_Consignes et exigences_
Pouvez-vous poursuivre le texte sur la communauté et le communautarisme à partir de sa dernière phrase ?

##### Texte du document

Communauté et « Communautarisme »

Dans les échanges téléphoniques ou sur les réseaux sociaux qui ont suivi la publication de ma lettre du 16 avril 2020 à François OUZILLEAU, maire de Vernon, pour demander qu’un espace commun réunisse les sépultures des croyants musulmans (qui le demandent) au cimetière de Vernon, j’ai bien compris que ma proposition était critiquée du fait qu’elle risquait de conduire au « communautarisme » et non à l’intégration des compatriotes musulmans dans notre république !

Voici 42 ans que je suis prêtre et prêtre au travail (jusqu’en 2014). Mon dernier emploi : professeur en lycée professionnel public à Evreux m’a conduit à partager la vie de collègues musulmans et à dialoguer avec eux. Depuis que j’habite Vernon (à l’été 1993) je me suis engagé dans le dialogue interreligieux en particulier avec les associations des quartiers des Valmeux et des Boutardes.

Mon expérience de la rencontre et du dialogue avec les musulmans me conduit à préciser ce qui – pour moi - relève du communautarisme et ce qui relève de la bienveillance et du respect des traditions de chaque confession religieuse.

Dans toute confession religieuse – à commencer par la nôtre, l’Eglise catholique – la communauté est indispensable. Sans communauté le croyant ne peut pas vivre sa foi. C’est le Père Jacques Gaillot, évêque d’Evreux de 1982 à 1995 qui avait cette formule : « un chrétien isolé est un chrétien en danger » !

##########
##### Informations fournies

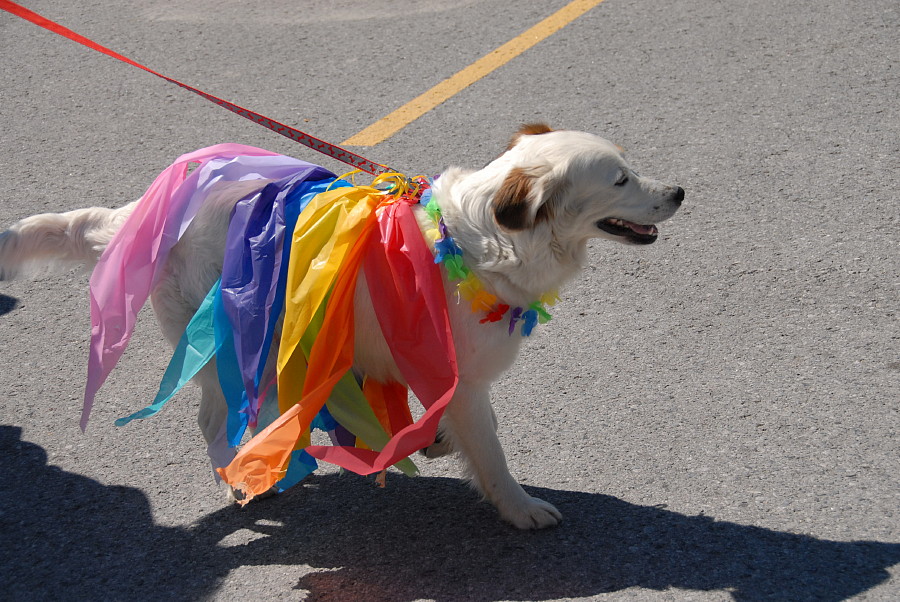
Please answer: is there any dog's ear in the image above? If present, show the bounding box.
[506,123,553,150]
[494,167,534,230]
[493,167,564,230]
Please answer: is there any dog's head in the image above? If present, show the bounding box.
[488,124,684,245]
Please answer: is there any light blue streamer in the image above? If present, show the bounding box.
[213,287,250,447]
[116,281,219,426]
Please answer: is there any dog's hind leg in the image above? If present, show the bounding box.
[445,383,562,529]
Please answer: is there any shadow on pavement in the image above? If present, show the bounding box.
[0,294,19,316]
[0,426,900,601]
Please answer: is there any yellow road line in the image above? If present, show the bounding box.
[342,0,603,146]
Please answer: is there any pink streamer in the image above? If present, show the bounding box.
[81,144,288,430]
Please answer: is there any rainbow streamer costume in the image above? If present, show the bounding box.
[81,144,553,503]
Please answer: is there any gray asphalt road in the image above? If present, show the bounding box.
[0,0,900,601]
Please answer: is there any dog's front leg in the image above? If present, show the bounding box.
[445,383,562,529]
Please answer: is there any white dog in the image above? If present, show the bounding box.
[0,125,684,529]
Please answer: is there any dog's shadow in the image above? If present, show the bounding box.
[0,294,19,316]
[0,426,900,601]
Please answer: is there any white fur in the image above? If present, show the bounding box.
[0,128,684,529]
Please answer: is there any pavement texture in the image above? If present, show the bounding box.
[0,0,900,601]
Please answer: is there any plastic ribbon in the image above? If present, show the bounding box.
[217,187,382,503]
[116,281,219,426]
[307,199,459,474]
[219,163,334,426]
[81,144,310,430]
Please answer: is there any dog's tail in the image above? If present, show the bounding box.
[0,203,135,280]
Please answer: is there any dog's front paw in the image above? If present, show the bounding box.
[498,496,562,529]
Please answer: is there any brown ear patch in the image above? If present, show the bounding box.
[506,123,553,150]
[494,167,532,230]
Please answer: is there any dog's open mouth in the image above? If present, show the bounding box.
[597,217,659,245]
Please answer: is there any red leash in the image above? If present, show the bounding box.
[0,0,393,176]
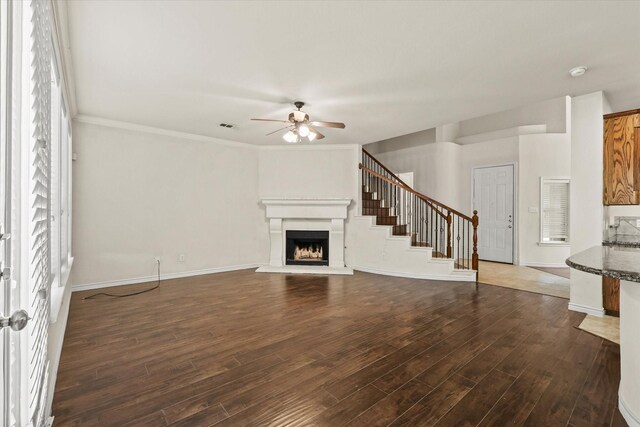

##########

_Production attendue_
C’est de la communauté que je reçois mon identité religieuse ; c’est d’elle que je reçois les sacrements (qui nourrissent ma foi) ; C’est grâce à elle que j’ai accès à la lecture, à l’interprétation de la Bible et des Evangiles…

C’est d’elle que je reçois l’audace de la mission, de la rencontre et du dialogue avec les autres croyants et même avec les incroyants. C’est par l’intermédiaire de ma communauté que je reçois la force de l’ouverture et que je peux bannir la peur et le repli identitaire.

Grâce à elle je contribue à construire la paix et la fraternité.

A partir de quand la communauté se fourvoie-t-elle dans le communautarisme ?

A partir du moment où cette communauté se construit en opposition aux autres, en opposition au « vivre ensemble » dans la société, à partir du moment où elle nous sépare, nous isole, nous coupe. Cette communauté-là est en danger de sectarisme et de communautarisme !

Depuis que je suis en dialogue avec des croyants musulmans, j’ai découvert combien la communauté, la « oumma » avait une place prépondérante chez eux. Pour nous les catholiques la première place est donnée à la foi personnelle de chacun même si la foi ne peut pas se vivre en dehors d’une communauté. Pour le croyant musulman c’est grâce à la « oumma », à la communauté qu’il existe comme croyant et c’est à l’intérieur de cette « oumma » que s’exprime sa foi personnelle.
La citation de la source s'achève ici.